**Passage**.

[RFC PATCH v1 1/4] kvmppc: HMM backend driver to manage pages of secure guest

Bharata B Rao bharata at linux.ibm.com
Mon Nov 12 20:28:20 AEDT 2018


On Tue, Oct 30, 2018 at 04:03:00PM +1100, Paul Mackerras wrote:
> On Mon, Oct 22, 2018 at 10:48:34AM +0530, Bharata B Rao wrote:
> > HMM driver for KVM PPC to manage page transitions of
> > secure guest via H_SVM_PAGE_IN and H_SVM_PAGE_OUT hcalls.
> > 
> > H_SVM_PAGE_IN: Move the content of a normal page to secure page
> > H_SVM_PAGE_OUT: Move the content of a secure page to normal page
> 
> Comments below...

**Stored records**.
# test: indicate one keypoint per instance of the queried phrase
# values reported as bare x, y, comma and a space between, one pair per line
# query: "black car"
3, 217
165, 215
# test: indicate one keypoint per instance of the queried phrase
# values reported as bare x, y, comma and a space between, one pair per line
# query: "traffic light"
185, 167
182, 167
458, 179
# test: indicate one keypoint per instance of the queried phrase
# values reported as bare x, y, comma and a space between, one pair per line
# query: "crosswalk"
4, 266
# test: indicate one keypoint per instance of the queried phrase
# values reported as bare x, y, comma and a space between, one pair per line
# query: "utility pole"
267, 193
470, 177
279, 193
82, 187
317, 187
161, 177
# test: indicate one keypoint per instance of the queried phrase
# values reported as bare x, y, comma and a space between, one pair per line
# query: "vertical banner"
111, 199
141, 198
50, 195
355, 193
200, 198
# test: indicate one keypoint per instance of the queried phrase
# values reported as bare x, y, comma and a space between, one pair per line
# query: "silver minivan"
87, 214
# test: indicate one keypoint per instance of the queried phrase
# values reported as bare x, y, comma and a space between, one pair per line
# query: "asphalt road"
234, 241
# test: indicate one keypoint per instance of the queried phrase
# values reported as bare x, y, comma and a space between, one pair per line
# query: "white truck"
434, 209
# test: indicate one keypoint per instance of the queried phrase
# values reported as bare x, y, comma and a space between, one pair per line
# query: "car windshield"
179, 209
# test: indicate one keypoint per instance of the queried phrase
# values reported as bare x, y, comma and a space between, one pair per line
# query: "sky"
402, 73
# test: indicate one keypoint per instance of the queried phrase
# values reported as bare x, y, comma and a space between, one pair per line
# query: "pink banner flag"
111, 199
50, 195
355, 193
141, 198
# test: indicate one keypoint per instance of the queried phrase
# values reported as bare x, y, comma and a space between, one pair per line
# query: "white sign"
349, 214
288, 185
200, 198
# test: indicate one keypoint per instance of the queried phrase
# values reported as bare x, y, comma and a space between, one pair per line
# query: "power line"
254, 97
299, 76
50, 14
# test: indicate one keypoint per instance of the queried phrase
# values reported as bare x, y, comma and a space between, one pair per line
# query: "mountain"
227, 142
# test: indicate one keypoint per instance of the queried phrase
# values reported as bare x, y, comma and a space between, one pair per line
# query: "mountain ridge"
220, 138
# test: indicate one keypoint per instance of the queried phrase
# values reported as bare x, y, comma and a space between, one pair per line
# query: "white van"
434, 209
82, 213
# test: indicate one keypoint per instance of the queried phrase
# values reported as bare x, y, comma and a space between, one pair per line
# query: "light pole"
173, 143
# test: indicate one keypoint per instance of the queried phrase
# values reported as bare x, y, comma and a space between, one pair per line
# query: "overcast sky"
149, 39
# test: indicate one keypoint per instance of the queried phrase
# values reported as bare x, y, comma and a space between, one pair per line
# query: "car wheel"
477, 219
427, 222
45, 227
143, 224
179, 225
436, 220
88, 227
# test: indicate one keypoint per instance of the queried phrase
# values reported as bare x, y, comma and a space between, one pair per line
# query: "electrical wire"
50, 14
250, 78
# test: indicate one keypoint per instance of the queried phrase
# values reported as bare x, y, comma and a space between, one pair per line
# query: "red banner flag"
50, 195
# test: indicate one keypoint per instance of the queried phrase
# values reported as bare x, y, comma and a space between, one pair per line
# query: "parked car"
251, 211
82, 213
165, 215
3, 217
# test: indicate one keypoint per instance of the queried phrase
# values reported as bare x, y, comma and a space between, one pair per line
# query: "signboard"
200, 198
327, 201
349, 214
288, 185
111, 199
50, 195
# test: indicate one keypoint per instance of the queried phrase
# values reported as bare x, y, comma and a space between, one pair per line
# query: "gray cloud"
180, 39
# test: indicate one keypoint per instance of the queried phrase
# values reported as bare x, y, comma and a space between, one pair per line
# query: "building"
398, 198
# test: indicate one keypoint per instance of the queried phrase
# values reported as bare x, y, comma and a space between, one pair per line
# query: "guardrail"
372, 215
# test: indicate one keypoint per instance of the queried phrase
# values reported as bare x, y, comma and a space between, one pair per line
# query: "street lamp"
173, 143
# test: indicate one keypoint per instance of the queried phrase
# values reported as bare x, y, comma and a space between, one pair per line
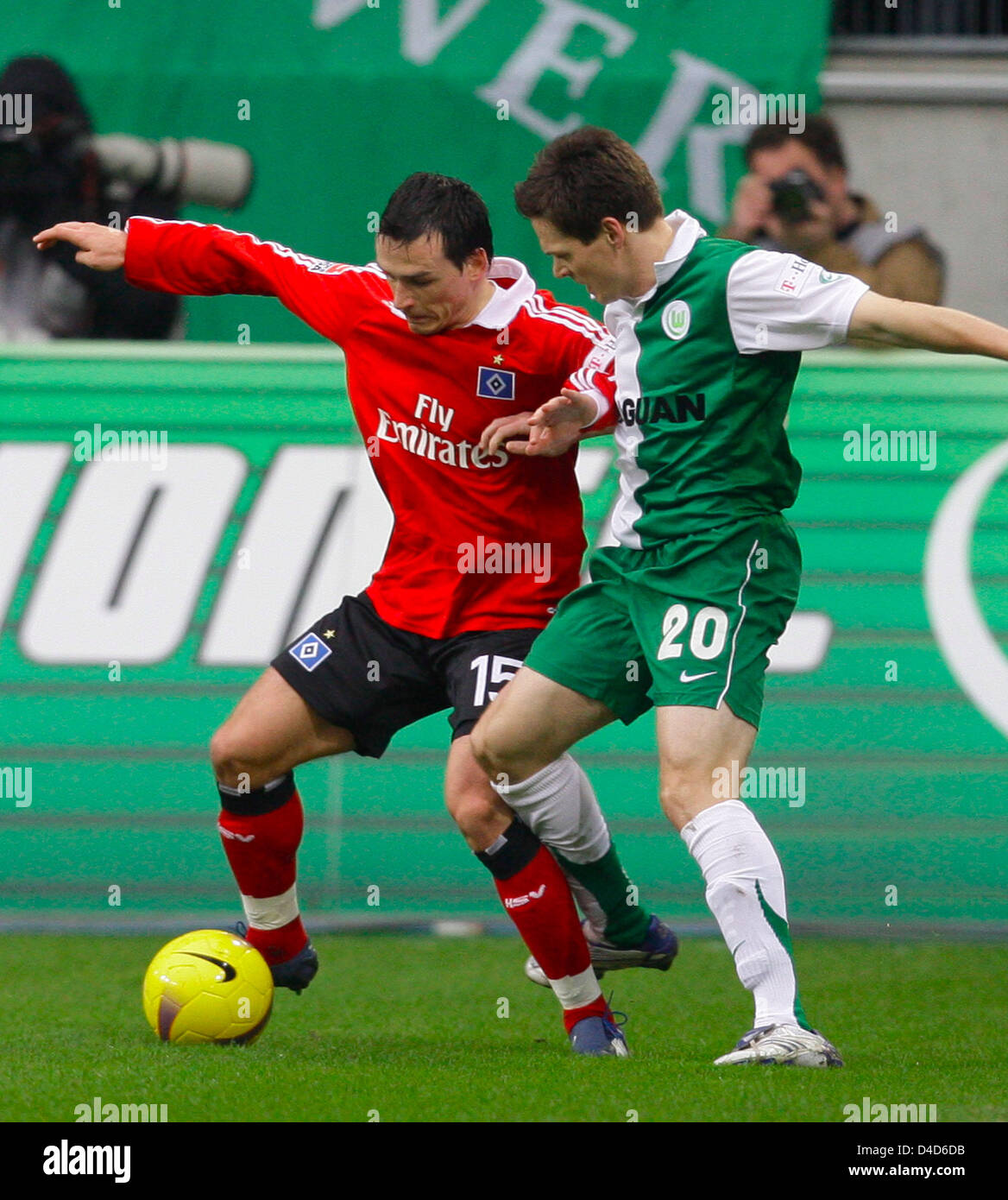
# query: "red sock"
261, 851
538, 900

**Problems to solve**.
(a) From the patch message, output the text between "On Tue, Oct" and "and H_SVM_PAGE_OUT hcalls.", inclusive.
(b) In the patch message, what does the H_SVM_PAGE_OUT hcall do?

**Expected outputs**.
(a)
On Tue, Oct 30, 2018 at 04:03:00PM +1100, Paul Mackerras wrote:
> On Mon, Oct 22, 2018 at 10:48:34AM +0530, Bharata B Rao wrote:
> > HMM driver for KVM PPC to manage page transitions of
> > secure guest via H_SVM_PAGE_IN and H_SVM_PAGE_OUT hcalls.

(b) It moves the content of a secure page to a normal page.